(Collected data entries)
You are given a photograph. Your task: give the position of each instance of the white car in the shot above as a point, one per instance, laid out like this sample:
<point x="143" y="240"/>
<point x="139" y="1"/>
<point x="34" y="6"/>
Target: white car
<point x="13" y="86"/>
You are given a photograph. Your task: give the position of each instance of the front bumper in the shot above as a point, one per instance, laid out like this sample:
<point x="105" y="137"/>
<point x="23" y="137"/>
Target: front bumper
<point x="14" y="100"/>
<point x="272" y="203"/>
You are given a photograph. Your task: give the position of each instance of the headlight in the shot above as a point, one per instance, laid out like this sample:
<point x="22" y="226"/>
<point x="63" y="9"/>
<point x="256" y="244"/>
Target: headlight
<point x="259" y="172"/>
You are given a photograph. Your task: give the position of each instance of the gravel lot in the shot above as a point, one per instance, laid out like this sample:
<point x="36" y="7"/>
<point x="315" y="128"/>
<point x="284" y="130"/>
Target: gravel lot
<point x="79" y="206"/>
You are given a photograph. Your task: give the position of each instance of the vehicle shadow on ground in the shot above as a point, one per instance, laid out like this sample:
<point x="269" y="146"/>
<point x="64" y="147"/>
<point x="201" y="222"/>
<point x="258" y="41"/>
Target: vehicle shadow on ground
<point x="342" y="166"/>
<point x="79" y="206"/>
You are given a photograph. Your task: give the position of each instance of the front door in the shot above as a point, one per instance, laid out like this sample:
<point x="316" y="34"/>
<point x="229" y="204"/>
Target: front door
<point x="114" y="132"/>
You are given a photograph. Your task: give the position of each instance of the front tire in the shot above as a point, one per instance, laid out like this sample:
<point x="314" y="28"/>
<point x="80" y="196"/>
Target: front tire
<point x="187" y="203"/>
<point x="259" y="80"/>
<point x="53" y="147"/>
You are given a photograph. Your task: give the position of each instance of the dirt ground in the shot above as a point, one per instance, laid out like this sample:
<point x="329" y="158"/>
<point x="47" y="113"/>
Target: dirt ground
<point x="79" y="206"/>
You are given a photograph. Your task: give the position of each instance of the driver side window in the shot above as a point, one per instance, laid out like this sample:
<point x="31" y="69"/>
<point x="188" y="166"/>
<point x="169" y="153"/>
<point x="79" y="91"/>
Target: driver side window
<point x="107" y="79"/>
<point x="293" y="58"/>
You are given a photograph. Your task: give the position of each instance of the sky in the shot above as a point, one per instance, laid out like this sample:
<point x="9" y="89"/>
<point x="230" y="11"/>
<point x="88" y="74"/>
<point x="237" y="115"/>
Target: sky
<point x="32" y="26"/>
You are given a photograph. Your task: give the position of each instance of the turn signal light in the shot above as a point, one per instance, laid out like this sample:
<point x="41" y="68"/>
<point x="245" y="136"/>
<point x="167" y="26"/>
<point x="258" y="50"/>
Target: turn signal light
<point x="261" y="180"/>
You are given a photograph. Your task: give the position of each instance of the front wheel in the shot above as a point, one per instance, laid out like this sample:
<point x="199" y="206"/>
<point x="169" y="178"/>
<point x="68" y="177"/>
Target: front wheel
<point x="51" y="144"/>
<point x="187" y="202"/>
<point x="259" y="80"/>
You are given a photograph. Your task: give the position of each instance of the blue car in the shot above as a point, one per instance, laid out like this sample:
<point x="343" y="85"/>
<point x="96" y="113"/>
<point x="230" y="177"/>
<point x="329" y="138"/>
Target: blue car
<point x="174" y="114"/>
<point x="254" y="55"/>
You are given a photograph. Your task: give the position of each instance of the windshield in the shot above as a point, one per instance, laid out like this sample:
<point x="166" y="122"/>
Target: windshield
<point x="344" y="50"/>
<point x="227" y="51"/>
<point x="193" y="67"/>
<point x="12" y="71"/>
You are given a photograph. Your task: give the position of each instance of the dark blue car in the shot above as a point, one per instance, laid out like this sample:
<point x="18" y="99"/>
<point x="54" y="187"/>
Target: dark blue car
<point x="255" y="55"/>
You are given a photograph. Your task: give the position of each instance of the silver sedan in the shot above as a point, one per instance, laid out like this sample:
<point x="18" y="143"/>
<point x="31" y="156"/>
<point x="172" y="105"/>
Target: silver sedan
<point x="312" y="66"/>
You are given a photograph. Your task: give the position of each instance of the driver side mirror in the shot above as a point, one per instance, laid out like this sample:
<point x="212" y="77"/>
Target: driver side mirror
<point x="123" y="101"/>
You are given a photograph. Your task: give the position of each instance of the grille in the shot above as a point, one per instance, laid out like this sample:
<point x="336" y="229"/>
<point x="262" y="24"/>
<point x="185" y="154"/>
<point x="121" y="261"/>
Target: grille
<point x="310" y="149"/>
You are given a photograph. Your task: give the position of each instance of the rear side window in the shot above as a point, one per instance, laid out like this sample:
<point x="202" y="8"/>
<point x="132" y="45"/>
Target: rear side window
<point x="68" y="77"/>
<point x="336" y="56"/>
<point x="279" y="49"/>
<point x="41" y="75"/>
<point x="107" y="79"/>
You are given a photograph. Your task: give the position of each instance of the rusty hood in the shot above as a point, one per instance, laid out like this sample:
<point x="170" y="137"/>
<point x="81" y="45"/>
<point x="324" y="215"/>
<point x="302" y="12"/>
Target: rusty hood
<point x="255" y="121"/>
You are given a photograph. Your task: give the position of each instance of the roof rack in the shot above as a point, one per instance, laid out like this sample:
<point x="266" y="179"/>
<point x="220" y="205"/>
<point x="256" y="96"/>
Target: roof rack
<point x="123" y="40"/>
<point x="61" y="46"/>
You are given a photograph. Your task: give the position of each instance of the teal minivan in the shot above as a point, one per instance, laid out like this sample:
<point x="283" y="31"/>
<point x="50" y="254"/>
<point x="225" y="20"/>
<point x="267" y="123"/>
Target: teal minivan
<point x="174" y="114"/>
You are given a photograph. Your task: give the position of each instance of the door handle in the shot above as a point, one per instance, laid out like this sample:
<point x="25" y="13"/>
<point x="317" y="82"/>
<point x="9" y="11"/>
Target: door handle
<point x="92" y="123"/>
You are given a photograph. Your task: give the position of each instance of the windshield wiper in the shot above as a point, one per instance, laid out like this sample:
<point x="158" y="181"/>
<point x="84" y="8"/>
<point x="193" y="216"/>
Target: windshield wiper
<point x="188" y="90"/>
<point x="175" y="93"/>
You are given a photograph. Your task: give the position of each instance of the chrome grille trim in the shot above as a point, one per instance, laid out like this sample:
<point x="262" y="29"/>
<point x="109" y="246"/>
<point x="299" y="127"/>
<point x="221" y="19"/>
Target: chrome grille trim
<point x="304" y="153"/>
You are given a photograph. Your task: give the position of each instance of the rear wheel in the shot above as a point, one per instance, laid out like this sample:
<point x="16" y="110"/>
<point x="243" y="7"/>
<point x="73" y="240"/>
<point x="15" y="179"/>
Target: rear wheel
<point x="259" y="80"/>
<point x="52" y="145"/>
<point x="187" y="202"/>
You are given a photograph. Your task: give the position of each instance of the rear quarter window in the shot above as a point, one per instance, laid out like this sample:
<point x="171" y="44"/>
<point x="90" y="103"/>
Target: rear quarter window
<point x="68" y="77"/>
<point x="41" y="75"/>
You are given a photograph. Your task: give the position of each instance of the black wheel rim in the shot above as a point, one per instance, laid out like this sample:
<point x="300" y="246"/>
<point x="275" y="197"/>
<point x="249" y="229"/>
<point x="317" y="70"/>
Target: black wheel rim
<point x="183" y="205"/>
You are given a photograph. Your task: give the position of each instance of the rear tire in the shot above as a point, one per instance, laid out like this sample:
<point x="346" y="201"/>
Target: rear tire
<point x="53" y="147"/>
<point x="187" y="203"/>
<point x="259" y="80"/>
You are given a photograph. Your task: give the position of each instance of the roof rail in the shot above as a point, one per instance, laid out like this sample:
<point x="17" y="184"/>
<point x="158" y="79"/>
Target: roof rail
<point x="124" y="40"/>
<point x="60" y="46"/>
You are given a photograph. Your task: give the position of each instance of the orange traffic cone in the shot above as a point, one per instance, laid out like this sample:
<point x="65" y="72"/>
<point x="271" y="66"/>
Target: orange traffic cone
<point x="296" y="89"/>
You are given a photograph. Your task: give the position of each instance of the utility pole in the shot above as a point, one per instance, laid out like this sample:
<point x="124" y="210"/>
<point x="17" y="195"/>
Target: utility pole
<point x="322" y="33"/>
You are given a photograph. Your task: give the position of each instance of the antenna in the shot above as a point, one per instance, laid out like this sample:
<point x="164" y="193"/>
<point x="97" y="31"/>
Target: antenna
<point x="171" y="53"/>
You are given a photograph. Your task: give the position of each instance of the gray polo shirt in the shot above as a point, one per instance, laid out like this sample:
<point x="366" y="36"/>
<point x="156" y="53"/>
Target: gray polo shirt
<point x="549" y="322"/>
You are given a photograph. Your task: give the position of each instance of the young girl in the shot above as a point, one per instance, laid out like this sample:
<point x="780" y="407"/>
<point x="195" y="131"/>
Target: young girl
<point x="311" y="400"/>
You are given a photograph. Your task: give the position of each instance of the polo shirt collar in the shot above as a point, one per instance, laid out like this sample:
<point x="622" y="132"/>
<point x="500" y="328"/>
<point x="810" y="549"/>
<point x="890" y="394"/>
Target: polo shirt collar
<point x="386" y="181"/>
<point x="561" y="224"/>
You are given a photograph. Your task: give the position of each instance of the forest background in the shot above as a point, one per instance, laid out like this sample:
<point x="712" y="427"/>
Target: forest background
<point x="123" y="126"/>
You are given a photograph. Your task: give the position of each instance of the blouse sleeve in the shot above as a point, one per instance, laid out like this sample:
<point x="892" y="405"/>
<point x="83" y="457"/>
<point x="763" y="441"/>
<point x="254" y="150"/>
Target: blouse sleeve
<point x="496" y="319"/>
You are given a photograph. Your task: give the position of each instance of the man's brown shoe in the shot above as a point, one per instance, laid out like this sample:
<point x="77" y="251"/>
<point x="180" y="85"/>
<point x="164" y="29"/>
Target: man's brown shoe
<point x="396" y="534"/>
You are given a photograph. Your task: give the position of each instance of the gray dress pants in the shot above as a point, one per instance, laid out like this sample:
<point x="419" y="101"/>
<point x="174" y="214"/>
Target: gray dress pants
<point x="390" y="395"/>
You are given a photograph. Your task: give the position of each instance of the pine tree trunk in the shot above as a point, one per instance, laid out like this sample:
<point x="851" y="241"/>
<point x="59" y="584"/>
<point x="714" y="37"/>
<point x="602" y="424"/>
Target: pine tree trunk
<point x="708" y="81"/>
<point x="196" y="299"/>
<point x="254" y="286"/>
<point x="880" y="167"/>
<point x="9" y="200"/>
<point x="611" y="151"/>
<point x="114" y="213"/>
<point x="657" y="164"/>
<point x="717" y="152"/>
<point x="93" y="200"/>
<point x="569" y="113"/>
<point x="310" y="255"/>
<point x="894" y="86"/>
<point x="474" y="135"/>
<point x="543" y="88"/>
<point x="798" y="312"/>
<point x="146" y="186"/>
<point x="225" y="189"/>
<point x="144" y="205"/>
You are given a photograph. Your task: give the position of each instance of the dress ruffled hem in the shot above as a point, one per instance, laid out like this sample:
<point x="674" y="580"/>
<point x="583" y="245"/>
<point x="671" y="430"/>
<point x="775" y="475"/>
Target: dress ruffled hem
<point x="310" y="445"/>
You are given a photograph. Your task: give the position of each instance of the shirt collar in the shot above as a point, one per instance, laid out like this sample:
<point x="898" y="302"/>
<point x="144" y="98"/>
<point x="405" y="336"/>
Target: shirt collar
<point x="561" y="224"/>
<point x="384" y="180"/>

## REQUIRED WORK
Return the line that contains "of the pine" and all lines after it, verbatim, and nothing else.

## COMPLETE ANSWER
You are given a photograph. Your task: give the position of each instance of the pine tree trunk in the shot above as a point, one per instance, laid out like this sample:
<point x="851" y="241"/>
<point x="59" y="584"/>
<point x="714" y="37"/>
<point x="602" y="424"/>
Target: pine tree trunk
<point x="708" y="81"/>
<point x="196" y="299"/>
<point x="254" y="286"/>
<point x="880" y="167"/>
<point x="9" y="200"/>
<point x="611" y="151"/>
<point x="114" y="213"/>
<point x="657" y="164"/>
<point x="717" y="152"/>
<point x="93" y="200"/>
<point x="569" y="113"/>
<point x="310" y="255"/>
<point x="894" y="86"/>
<point x="474" y="135"/>
<point x="543" y="88"/>
<point x="798" y="312"/>
<point x="146" y="186"/>
<point x="225" y="189"/>
<point x="144" y="205"/>
You are given a photograph. Your task: give the position of each instance of the dress ruffled hem in the shot above as a point, one per instance, laid out like this sample:
<point x="674" y="580"/>
<point x="583" y="245"/>
<point x="671" y="430"/>
<point x="775" y="475"/>
Target: dress ruffled hem
<point x="310" y="445"/>
You are given a photograph. Your task: give the position of each instance of the shirt collar in the shot above as a point, one per instance, laid out like this sample:
<point x="898" y="302"/>
<point x="144" y="98"/>
<point x="405" y="336"/>
Target: shirt collar
<point x="561" y="224"/>
<point x="384" y="180"/>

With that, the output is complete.